## Instructions
**1.** List every software tool that the passage on P450 genes names as used in the analysis.
**2.** Please reproduce the stretch of the passage on P450 genes from "To reconstruct the" through "in various tissues." word for word.
**3.** Carry on the passage on P450 genes in E. hayati, starting right after its last sentence.

## Source passage
-=-=-=-=-

To reconstruct the phylogeny tree of P450 genes from E. hayati, E. Formosa and N. vitripennis, we used MAFFT (v7.471)53 with the parameter “-auto” to align P450 sequences. The alignment was filtered by TRIMAL (v1.4.rev22)54 with the parameter “-automated1”,and IQ-tree (v2.1.2)55 with parameters “-m MFP -bb 1000” was used to construct the maximum likelihood (ML) phylogenetic tree with the best model (JTT + F + R8) estimated by ModelFinder56. RSEM (v1.3.3)57 was used to map the transcriptome clean data to the P450 sequences to estimate expression level of P450 genes in various tissues.

In total, we annotated 74 P450 genes in E. hayati, among which 6 genes belong to CYP2 clan, 42 belong to CYP3 clan, 19 belong to CYP4 clan, and 7 belong to Mito clan (Table 9). Chromosome mapping results show that the P450 genes are distributed on all four chromosomes, with more on chromosome 1, 2 and 4, and fewer on chromosome 3. There are six gene clusters containing three or more P450 genes on four chromosomes (Fig. 3a). The results of the phylogenetic tree show that the P450 genes from E. hayati, E. formosa and N. vitripennis expanded in the CYP3 and CYP4 branches (Fig. 3b).

-=-=-=-=-

## Listed records

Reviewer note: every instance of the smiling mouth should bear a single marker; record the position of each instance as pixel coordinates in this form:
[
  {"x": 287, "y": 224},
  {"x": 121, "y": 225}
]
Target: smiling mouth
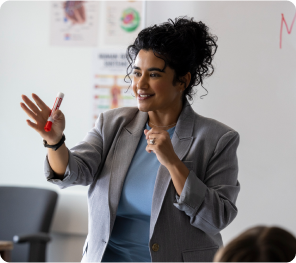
[{"x": 145, "y": 96}]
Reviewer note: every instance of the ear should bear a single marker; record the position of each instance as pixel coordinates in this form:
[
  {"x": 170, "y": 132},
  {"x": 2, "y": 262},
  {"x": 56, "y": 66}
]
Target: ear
[{"x": 186, "y": 79}]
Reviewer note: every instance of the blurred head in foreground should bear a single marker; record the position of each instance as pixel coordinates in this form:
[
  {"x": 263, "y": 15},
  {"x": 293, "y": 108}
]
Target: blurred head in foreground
[{"x": 259, "y": 244}]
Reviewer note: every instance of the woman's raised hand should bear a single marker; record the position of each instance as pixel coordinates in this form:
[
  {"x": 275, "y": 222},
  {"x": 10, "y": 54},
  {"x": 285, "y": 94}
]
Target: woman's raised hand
[{"x": 40, "y": 115}]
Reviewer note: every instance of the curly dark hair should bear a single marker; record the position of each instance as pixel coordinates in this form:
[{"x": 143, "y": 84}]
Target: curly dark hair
[
  {"x": 184, "y": 45},
  {"x": 260, "y": 244}
]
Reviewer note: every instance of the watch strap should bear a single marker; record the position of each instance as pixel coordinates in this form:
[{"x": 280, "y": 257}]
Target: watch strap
[{"x": 56, "y": 146}]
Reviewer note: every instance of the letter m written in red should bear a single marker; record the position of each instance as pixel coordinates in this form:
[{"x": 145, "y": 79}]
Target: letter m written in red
[{"x": 289, "y": 30}]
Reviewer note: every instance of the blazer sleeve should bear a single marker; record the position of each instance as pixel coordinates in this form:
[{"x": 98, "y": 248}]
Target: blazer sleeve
[
  {"x": 84, "y": 160},
  {"x": 210, "y": 204}
]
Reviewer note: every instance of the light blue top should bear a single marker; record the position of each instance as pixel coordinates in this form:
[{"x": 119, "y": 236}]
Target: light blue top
[{"x": 129, "y": 241}]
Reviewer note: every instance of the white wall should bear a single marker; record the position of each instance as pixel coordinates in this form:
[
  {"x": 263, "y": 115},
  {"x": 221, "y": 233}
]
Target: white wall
[{"x": 252, "y": 90}]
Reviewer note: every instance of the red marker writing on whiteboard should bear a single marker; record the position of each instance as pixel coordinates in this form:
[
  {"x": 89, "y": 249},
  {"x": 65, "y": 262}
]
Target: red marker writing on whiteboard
[{"x": 55, "y": 107}]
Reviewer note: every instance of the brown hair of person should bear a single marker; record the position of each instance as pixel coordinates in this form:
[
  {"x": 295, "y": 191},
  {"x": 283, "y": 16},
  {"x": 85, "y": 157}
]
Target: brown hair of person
[{"x": 259, "y": 244}]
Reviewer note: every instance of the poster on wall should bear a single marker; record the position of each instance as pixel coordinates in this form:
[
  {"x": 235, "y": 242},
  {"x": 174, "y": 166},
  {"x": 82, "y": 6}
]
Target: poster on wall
[
  {"x": 124, "y": 19},
  {"x": 109, "y": 89},
  {"x": 74, "y": 22}
]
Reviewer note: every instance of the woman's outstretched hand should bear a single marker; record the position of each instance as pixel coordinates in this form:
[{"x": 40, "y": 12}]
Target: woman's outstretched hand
[{"x": 39, "y": 112}]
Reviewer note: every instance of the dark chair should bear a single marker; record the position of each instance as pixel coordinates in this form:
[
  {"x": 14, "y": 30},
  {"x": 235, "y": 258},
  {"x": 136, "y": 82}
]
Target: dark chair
[{"x": 25, "y": 218}]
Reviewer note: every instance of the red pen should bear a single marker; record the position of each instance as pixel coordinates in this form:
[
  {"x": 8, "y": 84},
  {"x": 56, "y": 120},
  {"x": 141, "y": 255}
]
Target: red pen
[{"x": 55, "y": 107}]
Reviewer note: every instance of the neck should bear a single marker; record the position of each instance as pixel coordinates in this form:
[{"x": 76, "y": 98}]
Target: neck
[{"x": 164, "y": 119}]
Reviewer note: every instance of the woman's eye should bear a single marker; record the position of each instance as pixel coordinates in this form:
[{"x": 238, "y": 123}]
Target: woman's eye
[{"x": 137, "y": 74}]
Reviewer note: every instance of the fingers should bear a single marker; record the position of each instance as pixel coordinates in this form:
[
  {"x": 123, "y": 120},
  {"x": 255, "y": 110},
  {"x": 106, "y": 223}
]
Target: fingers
[
  {"x": 57, "y": 115},
  {"x": 29, "y": 112},
  {"x": 152, "y": 131},
  {"x": 32, "y": 125},
  {"x": 31, "y": 105},
  {"x": 40, "y": 103}
]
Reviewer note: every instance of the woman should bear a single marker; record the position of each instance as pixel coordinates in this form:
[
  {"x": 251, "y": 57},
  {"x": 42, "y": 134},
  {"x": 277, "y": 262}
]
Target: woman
[
  {"x": 163, "y": 179},
  {"x": 259, "y": 244}
]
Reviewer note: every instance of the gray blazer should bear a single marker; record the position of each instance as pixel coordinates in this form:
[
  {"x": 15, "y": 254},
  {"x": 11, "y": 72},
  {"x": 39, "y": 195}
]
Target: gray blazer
[{"x": 182, "y": 229}]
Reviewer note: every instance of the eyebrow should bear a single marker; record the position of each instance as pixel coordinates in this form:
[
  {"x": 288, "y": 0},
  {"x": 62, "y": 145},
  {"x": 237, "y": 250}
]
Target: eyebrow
[{"x": 150, "y": 69}]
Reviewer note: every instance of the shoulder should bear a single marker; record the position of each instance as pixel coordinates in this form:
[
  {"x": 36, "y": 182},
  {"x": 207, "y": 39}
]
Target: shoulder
[{"x": 212, "y": 124}]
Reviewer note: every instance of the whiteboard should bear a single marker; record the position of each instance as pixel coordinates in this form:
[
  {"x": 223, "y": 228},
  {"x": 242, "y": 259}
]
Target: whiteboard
[{"x": 253, "y": 90}]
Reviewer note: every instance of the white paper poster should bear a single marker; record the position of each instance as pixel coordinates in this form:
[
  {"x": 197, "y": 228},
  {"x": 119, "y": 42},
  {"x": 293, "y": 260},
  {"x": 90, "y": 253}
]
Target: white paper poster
[
  {"x": 74, "y": 22},
  {"x": 123, "y": 21},
  {"x": 109, "y": 89}
]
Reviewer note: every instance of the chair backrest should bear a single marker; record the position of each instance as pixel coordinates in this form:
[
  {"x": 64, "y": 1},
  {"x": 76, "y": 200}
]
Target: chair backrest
[{"x": 25, "y": 210}]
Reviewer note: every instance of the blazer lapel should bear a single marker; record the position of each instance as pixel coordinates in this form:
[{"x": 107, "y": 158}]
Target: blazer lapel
[
  {"x": 181, "y": 140},
  {"x": 124, "y": 151}
]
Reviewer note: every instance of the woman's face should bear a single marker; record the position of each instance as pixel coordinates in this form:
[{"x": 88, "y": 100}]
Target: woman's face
[{"x": 153, "y": 87}]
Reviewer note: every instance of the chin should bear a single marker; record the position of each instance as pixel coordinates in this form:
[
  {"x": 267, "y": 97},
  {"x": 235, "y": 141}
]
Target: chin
[{"x": 144, "y": 109}]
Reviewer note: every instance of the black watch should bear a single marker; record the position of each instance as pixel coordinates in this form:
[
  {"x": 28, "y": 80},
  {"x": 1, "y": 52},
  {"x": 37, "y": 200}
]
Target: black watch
[{"x": 56, "y": 146}]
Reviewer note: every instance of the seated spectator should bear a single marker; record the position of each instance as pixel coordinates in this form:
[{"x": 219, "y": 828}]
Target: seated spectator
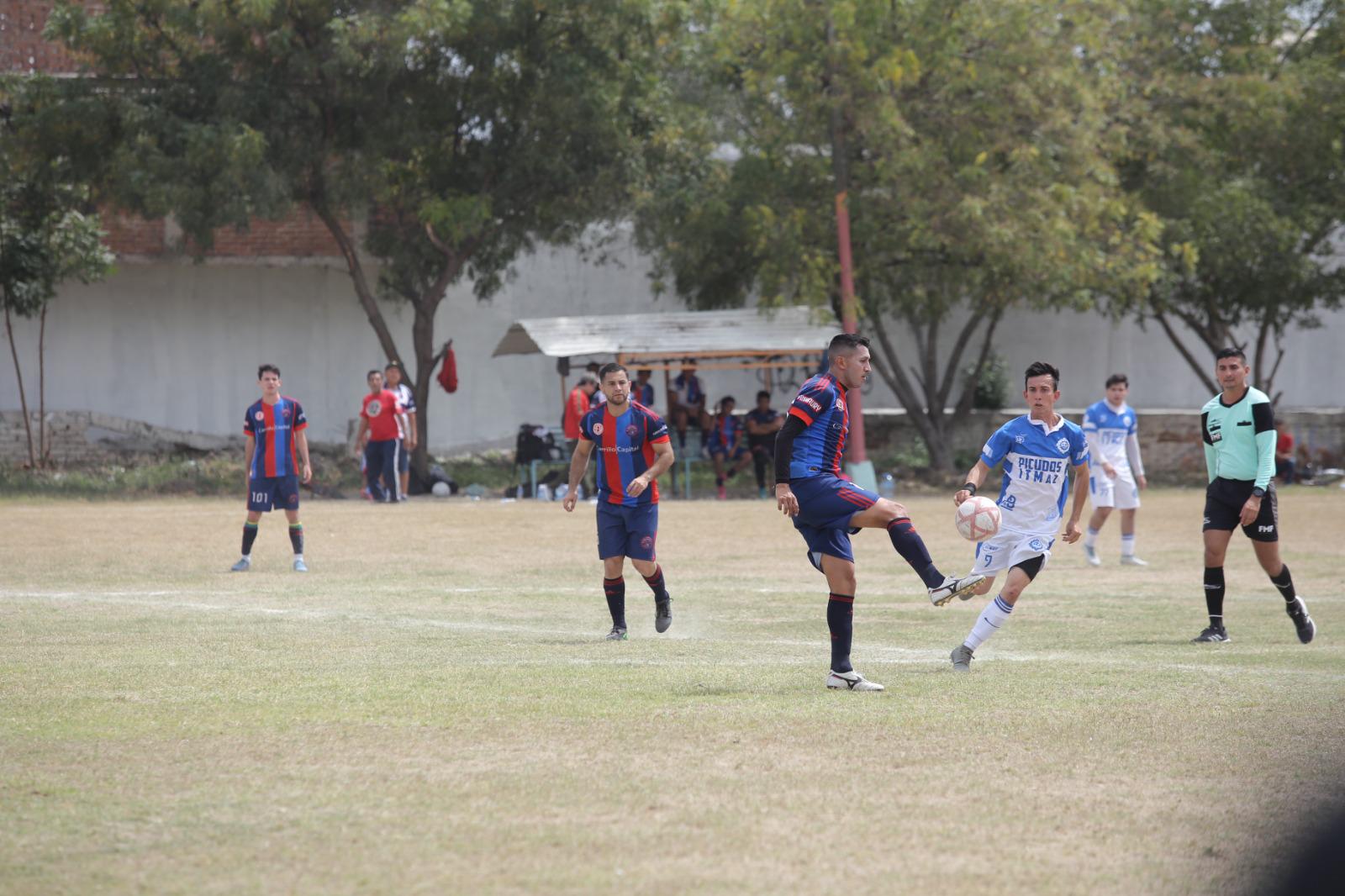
[{"x": 726, "y": 444}]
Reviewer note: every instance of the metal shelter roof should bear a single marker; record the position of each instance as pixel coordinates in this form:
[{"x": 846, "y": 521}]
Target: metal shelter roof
[{"x": 672, "y": 334}]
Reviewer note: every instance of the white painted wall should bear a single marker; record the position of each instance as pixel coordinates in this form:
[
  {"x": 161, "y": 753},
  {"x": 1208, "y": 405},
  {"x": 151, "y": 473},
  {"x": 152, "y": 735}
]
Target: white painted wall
[{"x": 178, "y": 345}]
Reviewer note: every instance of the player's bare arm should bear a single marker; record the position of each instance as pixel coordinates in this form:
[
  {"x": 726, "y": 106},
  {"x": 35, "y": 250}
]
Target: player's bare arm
[
  {"x": 248, "y": 455},
  {"x": 663, "y": 461},
  {"x": 977, "y": 478},
  {"x": 302, "y": 443},
  {"x": 578, "y": 465},
  {"x": 1073, "y": 532}
]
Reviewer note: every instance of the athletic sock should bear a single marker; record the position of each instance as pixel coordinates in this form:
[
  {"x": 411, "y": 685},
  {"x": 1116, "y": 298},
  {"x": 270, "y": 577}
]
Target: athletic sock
[
  {"x": 657, "y": 584},
  {"x": 911, "y": 546},
  {"x": 1215, "y": 595},
  {"x": 992, "y": 618},
  {"x": 1284, "y": 584},
  {"x": 841, "y": 622},
  {"x": 249, "y": 537},
  {"x": 615, "y": 593}
]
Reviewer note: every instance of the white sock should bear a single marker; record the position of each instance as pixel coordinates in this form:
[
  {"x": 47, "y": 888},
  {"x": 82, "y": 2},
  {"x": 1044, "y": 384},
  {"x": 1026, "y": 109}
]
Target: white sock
[{"x": 992, "y": 618}]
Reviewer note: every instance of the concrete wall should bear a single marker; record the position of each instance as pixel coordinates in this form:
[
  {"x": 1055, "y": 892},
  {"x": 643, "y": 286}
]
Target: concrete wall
[{"x": 177, "y": 345}]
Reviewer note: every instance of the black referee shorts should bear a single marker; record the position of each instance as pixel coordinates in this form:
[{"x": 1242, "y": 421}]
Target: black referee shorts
[{"x": 1224, "y": 499}]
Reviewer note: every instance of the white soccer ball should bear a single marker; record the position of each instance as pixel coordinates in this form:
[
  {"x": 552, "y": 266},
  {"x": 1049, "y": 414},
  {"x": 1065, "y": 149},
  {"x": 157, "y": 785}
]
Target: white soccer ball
[{"x": 977, "y": 519}]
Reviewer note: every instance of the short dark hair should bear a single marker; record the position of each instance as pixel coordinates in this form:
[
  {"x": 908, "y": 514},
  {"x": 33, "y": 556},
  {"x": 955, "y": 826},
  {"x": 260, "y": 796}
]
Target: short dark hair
[
  {"x": 844, "y": 343},
  {"x": 1042, "y": 369}
]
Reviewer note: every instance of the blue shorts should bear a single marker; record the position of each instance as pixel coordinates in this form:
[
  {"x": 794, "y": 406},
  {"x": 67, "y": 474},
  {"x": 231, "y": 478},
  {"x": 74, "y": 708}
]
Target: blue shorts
[
  {"x": 627, "y": 532},
  {"x": 273, "y": 492},
  {"x": 826, "y": 505}
]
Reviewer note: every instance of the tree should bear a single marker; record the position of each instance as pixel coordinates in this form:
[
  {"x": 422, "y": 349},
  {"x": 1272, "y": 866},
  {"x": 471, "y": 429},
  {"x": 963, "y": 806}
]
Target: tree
[
  {"x": 46, "y": 235},
  {"x": 1237, "y": 147},
  {"x": 974, "y": 145},
  {"x": 468, "y": 131}
]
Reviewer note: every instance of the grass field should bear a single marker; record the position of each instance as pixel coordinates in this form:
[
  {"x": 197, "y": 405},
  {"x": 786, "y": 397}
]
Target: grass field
[{"x": 430, "y": 709}]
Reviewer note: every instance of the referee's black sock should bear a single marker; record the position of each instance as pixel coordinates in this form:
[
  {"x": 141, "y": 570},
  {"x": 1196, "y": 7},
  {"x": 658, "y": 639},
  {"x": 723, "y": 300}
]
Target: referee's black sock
[
  {"x": 841, "y": 622},
  {"x": 249, "y": 537},
  {"x": 1215, "y": 595},
  {"x": 911, "y": 546},
  {"x": 1284, "y": 584},
  {"x": 615, "y": 593}
]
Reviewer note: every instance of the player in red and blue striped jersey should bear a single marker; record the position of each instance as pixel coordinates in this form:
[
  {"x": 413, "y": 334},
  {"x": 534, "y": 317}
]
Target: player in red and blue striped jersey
[
  {"x": 276, "y": 458},
  {"x": 632, "y": 451},
  {"x": 827, "y": 509}
]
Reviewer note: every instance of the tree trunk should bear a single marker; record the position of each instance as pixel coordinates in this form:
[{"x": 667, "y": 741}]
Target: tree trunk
[
  {"x": 44, "y": 451},
  {"x": 24, "y": 400}
]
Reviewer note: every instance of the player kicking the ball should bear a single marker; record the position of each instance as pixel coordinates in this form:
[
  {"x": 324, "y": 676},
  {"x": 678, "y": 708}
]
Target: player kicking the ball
[
  {"x": 632, "y": 451},
  {"x": 1036, "y": 451},
  {"x": 827, "y": 510}
]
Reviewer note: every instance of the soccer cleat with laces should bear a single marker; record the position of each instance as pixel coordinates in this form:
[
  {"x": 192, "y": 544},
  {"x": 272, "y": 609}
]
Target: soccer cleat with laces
[
  {"x": 1297, "y": 611},
  {"x": 852, "y": 681},
  {"x": 955, "y": 588}
]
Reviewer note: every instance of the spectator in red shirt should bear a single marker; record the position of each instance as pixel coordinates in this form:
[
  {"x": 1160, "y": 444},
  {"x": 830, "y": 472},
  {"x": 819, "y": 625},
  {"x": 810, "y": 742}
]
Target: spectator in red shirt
[
  {"x": 378, "y": 437},
  {"x": 1284, "y": 466}
]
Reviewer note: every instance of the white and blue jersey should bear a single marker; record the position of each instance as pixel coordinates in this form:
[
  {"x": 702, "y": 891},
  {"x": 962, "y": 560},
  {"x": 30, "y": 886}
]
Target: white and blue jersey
[
  {"x": 1109, "y": 430},
  {"x": 1036, "y": 459}
]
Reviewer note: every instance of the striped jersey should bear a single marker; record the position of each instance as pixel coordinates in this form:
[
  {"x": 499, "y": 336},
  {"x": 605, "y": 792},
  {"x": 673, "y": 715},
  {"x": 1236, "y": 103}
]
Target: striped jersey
[
  {"x": 826, "y": 420},
  {"x": 273, "y": 427},
  {"x": 625, "y": 450},
  {"x": 1037, "y": 459}
]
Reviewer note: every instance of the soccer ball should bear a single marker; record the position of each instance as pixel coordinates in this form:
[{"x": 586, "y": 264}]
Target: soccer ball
[{"x": 977, "y": 519}]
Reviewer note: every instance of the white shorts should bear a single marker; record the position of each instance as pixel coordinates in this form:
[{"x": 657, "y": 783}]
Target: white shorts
[
  {"x": 1120, "y": 493},
  {"x": 1010, "y": 548}
]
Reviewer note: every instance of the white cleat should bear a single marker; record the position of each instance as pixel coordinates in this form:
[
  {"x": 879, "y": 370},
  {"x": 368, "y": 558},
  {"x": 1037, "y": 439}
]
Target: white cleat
[
  {"x": 852, "y": 681},
  {"x": 952, "y": 588}
]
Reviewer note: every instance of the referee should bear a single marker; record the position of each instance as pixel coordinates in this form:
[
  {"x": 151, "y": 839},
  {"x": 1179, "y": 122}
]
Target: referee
[{"x": 1239, "y": 430}]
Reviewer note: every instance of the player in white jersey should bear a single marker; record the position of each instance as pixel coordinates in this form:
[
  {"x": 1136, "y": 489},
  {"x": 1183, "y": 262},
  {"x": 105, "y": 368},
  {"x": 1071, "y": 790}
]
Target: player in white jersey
[
  {"x": 1037, "y": 451},
  {"x": 1118, "y": 474}
]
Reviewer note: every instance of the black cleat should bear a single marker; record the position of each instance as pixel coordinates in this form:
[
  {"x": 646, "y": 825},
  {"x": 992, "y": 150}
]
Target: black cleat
[
  {"x": 663, "y": 614},
  {"x": 1297, "y": 611}
]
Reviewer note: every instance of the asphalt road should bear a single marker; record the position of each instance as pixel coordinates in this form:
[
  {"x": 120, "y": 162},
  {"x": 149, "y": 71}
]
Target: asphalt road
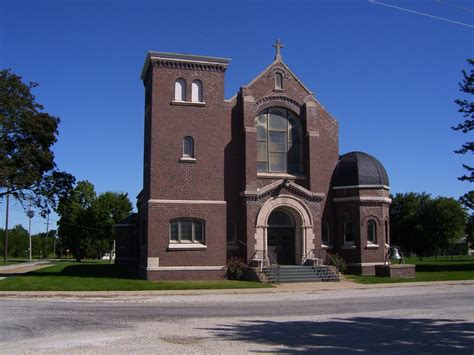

-=-=-=-=-

## Answers given
**1.** MAFFT, TRIMAL, IQ-tree, ModelFinder, RSEM

**2.**
To reconstruct the phylogeny tree of P450 genes from E. hayati, E. Formosa and N. vitripennis, we used MAFFT (v7.471)53 with the parameter “-auto” to align P450 sequences. The alignment was filtered by TRIMAL (v1.4.rev22)54 with the parameter “-automated1”,and IQ-tree (v2.1.2)55 with parameters “-m MFP -bb 1000” was used to construct the maximum likelihood (ML) phylogenetic tree with the best model (JTT + F + R8) estimated by ModelFinder56. RSEM (v1.3.3)57 was used to map the transcriptome clean data to the P450 sequences to estimate expression level of P450 genes in various tissues.

**3.**
Table 9 P450 genes identified in Eretmocerus hayati.
Fig. 3
figure 3

Chromosomal location, classification and expression of P450 genes. (a) The location of the P450 genes on chromosomes. The density of the chromosomal genes is displayed by stripes of different colors. The superfamily type of the P450 gene is represented by the text color of the gene name, orange represents CYP4, blue represents CYP3, green represents CYP2, and purple represents Mito. (b) The maximum-likelihood phylogenetic tree of P450 genes derived from E. hayati, E. formosa and N. vitripennis using IQ-TREE software. The branch colors indicate different P450 superfamilies, consistent with the above description. (c) FPKM values (log2 transformed) of P450 genes in different tissues. Gene superfamilies are marked on the left using colored squares and tissue types are marked below (E: eggs; F: 1st instar larvae; T: later instar larvae; FA: female adults; MA: male adults; numbers represent biological replicates).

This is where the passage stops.